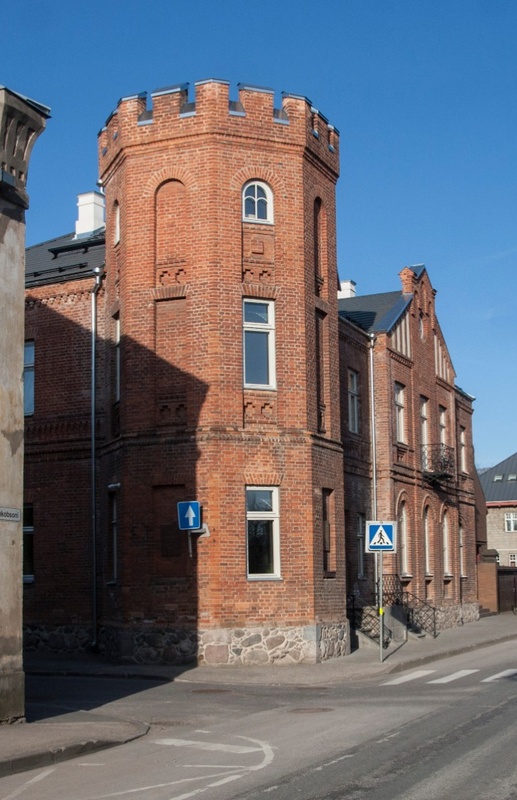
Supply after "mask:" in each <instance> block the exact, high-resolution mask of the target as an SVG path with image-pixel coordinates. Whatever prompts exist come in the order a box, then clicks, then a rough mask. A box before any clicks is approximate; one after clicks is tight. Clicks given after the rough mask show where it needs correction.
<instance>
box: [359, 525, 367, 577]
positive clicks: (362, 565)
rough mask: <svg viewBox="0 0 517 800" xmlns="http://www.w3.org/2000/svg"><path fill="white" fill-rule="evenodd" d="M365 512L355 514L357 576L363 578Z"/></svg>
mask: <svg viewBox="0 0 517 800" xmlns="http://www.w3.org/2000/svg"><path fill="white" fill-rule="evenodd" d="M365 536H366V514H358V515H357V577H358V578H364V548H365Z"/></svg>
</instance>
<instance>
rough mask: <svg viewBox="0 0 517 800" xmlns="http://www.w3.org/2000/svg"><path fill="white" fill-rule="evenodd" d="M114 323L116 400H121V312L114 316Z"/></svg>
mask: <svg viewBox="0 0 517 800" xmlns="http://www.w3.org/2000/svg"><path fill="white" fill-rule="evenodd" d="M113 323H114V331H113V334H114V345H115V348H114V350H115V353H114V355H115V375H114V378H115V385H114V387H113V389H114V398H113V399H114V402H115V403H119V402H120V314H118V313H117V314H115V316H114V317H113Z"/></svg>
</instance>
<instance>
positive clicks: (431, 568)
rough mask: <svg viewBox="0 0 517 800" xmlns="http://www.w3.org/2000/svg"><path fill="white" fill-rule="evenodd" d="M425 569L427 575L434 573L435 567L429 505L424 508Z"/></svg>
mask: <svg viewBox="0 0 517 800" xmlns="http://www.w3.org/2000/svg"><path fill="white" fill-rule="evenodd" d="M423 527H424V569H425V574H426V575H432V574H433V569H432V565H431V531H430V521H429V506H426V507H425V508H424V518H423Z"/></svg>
* * *
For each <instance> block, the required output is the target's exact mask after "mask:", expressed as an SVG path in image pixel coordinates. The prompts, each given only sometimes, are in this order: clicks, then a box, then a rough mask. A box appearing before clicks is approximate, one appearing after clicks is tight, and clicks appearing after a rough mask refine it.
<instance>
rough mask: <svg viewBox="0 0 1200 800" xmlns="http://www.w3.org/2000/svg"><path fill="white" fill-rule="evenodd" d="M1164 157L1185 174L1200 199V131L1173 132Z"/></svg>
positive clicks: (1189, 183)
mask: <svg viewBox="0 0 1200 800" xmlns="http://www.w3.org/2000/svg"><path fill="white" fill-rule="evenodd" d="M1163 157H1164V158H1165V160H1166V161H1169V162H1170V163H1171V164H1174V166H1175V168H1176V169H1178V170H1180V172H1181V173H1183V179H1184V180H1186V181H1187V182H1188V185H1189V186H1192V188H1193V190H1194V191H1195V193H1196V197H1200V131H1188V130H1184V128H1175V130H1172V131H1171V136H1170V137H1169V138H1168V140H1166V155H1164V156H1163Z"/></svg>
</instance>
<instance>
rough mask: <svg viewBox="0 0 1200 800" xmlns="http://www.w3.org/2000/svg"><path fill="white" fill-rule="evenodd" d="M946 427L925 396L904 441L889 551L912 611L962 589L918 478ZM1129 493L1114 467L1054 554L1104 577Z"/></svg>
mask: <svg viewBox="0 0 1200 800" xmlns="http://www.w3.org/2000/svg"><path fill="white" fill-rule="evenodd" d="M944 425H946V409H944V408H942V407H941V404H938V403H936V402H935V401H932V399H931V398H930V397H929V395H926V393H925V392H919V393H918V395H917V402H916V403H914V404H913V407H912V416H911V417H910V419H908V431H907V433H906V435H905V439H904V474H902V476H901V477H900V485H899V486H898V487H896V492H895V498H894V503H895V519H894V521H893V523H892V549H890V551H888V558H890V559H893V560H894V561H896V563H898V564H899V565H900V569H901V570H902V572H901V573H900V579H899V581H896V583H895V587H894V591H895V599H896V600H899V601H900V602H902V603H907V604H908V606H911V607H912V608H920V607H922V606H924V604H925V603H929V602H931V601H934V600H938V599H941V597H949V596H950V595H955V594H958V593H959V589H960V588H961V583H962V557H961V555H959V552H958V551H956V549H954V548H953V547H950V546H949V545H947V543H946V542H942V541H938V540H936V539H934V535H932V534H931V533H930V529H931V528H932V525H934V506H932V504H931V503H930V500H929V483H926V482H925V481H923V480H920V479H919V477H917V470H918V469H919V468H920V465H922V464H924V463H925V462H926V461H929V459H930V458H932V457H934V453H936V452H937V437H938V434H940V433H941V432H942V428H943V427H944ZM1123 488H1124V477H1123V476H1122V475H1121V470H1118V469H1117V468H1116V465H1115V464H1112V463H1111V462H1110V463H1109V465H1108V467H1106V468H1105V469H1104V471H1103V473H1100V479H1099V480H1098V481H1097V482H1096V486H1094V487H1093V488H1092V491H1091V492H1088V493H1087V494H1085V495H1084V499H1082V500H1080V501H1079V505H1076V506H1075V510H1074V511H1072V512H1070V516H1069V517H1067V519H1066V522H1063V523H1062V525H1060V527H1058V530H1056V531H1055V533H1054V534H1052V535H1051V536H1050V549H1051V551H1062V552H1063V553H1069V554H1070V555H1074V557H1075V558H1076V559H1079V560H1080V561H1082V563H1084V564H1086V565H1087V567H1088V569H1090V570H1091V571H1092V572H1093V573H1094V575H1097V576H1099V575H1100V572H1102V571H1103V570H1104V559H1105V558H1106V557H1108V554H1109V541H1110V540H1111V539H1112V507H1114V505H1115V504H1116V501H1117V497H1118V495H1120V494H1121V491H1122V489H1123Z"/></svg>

* [ABOUT THIS EXERCISE]: Write only the number of lines in the data above that include "order".

* [SOLUTION TO THE PROBLEM]: 2